RECORDED INFORMATION -

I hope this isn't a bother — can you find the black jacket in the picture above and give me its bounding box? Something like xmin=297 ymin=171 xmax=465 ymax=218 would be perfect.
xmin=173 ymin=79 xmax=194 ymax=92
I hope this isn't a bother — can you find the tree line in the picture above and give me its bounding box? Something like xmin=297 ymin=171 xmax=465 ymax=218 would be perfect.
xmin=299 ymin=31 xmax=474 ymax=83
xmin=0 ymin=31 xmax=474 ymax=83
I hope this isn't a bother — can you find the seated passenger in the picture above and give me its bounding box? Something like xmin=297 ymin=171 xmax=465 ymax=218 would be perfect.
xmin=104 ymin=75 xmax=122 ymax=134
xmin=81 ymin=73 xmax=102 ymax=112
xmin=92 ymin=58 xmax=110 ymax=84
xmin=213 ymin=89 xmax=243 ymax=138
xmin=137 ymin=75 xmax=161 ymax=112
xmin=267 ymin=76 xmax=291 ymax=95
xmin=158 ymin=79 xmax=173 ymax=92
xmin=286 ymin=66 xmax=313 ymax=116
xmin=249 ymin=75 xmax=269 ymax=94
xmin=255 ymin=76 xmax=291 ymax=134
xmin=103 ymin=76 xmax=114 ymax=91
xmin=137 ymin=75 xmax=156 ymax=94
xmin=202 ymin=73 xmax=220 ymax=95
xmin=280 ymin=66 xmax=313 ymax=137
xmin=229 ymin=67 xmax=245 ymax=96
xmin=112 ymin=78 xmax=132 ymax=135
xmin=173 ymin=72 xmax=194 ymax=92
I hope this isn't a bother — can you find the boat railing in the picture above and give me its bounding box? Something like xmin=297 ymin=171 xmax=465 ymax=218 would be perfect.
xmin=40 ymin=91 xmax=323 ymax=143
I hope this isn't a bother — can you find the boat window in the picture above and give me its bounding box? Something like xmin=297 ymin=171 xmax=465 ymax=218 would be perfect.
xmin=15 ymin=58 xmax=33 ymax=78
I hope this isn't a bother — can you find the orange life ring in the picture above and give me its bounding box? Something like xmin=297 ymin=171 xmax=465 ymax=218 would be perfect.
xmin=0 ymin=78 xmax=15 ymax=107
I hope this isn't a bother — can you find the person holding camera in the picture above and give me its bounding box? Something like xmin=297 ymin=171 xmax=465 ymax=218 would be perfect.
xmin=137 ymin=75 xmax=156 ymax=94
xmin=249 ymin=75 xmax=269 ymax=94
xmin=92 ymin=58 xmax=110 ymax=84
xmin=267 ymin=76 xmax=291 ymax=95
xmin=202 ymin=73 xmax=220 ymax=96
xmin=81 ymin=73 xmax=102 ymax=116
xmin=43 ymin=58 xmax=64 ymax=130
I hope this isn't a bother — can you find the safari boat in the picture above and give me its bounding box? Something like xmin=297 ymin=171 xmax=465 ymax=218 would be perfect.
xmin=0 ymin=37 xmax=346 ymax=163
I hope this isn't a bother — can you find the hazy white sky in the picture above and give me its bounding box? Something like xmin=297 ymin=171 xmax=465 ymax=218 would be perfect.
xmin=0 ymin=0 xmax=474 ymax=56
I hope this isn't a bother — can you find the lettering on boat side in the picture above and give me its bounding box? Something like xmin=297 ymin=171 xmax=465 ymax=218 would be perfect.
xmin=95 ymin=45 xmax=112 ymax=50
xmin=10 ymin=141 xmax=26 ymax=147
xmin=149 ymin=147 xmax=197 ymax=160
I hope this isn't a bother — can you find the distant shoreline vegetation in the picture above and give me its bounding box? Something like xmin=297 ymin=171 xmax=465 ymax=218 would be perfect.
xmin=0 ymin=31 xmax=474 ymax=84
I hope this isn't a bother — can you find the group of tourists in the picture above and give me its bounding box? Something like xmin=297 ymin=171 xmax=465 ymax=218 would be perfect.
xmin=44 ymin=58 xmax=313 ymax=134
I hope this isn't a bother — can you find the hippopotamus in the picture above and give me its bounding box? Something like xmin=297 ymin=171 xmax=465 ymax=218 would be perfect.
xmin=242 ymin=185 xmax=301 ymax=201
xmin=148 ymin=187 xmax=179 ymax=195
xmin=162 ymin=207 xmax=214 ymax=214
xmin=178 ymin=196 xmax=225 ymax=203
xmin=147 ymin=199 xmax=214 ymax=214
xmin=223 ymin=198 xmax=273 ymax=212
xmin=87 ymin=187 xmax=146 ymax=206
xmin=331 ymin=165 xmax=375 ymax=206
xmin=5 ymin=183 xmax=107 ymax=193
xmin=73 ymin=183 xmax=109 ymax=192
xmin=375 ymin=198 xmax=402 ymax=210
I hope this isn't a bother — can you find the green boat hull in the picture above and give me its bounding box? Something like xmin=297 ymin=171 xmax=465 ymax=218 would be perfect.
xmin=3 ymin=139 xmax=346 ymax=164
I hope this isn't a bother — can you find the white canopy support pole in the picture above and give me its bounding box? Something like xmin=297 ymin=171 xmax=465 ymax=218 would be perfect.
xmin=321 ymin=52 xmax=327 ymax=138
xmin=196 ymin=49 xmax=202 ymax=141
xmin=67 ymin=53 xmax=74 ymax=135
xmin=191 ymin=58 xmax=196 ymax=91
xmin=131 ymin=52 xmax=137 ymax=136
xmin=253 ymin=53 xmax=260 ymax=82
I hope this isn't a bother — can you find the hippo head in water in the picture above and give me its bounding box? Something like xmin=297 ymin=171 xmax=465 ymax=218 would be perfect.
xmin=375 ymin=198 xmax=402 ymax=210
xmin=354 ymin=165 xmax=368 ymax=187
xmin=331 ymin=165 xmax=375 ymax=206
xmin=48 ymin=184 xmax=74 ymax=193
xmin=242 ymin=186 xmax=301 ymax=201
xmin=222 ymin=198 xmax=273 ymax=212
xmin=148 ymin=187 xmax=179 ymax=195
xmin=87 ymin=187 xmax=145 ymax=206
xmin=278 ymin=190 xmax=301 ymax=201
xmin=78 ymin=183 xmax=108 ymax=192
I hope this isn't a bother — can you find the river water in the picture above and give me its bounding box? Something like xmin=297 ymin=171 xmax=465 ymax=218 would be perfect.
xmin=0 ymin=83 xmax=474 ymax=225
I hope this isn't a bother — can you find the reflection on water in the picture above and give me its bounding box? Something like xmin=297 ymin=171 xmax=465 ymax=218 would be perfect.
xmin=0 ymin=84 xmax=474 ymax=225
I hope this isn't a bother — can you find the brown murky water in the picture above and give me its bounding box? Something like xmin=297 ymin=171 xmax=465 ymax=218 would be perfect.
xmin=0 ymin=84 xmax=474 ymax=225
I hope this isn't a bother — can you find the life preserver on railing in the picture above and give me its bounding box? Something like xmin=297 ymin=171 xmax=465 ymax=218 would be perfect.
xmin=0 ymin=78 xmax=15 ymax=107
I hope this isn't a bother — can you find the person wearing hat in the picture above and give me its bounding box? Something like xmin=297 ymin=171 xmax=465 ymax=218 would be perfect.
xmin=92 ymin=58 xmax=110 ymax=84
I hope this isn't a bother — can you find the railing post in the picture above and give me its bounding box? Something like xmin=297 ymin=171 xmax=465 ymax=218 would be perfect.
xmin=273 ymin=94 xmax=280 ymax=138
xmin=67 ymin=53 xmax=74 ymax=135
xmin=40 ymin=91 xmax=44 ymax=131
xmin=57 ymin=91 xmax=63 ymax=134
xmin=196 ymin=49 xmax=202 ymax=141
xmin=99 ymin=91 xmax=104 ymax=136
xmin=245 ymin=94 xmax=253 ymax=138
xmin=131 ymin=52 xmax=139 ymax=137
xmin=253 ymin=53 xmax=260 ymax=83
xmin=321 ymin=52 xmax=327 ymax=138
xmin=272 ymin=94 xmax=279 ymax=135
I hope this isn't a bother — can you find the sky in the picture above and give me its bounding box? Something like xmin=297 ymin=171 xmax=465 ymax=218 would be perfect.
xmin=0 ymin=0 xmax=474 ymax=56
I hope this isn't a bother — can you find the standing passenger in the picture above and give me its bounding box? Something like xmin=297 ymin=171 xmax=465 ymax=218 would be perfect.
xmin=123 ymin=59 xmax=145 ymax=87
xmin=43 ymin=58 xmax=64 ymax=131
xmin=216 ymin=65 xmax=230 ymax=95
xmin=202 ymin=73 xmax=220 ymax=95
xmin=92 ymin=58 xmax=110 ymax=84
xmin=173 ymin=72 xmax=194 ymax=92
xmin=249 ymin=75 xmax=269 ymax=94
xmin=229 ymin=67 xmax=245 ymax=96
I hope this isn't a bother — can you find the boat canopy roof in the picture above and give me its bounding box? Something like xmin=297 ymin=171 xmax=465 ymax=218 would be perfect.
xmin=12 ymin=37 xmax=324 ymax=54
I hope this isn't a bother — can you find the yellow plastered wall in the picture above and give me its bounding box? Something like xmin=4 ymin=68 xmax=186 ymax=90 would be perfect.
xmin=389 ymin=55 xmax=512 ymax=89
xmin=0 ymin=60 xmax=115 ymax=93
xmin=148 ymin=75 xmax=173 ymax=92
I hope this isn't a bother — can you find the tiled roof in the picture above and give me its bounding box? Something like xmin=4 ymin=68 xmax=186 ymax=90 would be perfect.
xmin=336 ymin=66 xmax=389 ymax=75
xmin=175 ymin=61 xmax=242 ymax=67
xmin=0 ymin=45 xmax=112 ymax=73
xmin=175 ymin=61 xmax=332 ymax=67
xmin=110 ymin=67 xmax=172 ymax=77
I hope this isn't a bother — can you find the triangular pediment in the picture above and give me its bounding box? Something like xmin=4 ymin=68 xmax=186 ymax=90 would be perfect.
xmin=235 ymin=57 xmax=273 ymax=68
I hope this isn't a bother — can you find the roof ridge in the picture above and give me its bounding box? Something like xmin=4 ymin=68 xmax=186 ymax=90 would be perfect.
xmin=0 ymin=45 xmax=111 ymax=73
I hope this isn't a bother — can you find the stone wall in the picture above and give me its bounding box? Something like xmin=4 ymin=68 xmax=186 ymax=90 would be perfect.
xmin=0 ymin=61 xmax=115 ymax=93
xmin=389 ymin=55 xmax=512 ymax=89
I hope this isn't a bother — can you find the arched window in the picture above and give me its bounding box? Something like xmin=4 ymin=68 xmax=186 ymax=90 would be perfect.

GOAL - Express the listing above, from its start through the line containing "xmin=15 ymin=58 xmax=33 ymax=78" inclusive, as a two-column CSV headed prompt_text and box_answer. Give one row per line that asks for a box, putting that line in the first quoted field and every answer line after it in the second, with line breaks turned into spaces.

EXERCISE ANSWER -
prompt_text,box_answer
"I hope this isn't a bother — can you find the black jacket in the picture above and give me its bounding box? Something like xmin=297 ymin=171 xmax=465 ymax=218 would be perfect.","xmin=173 ymin=79 xmax=194 ymax=92"
"I hope this isn't a bother — can you find the tree line in the picture above and give me its bounding box? Something like xmin=297 ymin=171 xmax=465 ymax=218 would be perfect.","xmin=299 ymin=31 xmax=474 ymax=83 xmin=0 ymin=31 xmax=474 ymax=83"
"I hope this isn't a bother — can you find the seated passenger in the picture above and give me its bounding box? Something like xmin=297 ymin=171 xmax=465 ymax=218 would be perfect.","xmin=104 ymin=75 xmax=122 ymax=134 xmin=81 ymin=73 xmax=102 ymax=112 xmin=92 ymin=58 xmax=110 ymax=84 xmin=213 ymin=89 xmax=243 ymax=138 xmin=137 ymin=75 xmax=161 ymax=112 xmin=267 ymin=76 xmax=291 ymax=95 xmin=158 ymin=79 xmax=173 ymax=92 xmin=286 ymin=66 xmax=313 ymax=116 xmin=249 ymin=75 xmax=269 ymax=94 xmin=255 ymin=76 xmax=291 ymax=134 xmin=103 ymin=76 xmax=114 ymax=91 xmin=137 ymin=75 xmax=156 ymax=94 xmin=202 ymin=73 xmax=220 ymax=95 xmin=280 ymin=66 xmax=313 ymax=137 xmin=229 ymin=67 xmax=245 ymax=96 xmin=112 ymin=78 xmax=132 ymax=135 xmin=173 ymin=72 xmax=194 ymax=92"
"I hope this isn't a bother — can you find the boat railing in the picture above and give me its bounding box? Something like xmin=297 ymin=171 xmax=465 ymax=218 would be perfect.","xmin=40 ymin=91 xmax=323 ymax=143"
"I hope this isn't a bother — can you find the boat window in the picture above and give me its bounding box? Something like xmin=297 ymin=171 xmax=465 ymax=218 would be perfect.","xmin=15 ymin=58 xmax=33 ymax=78"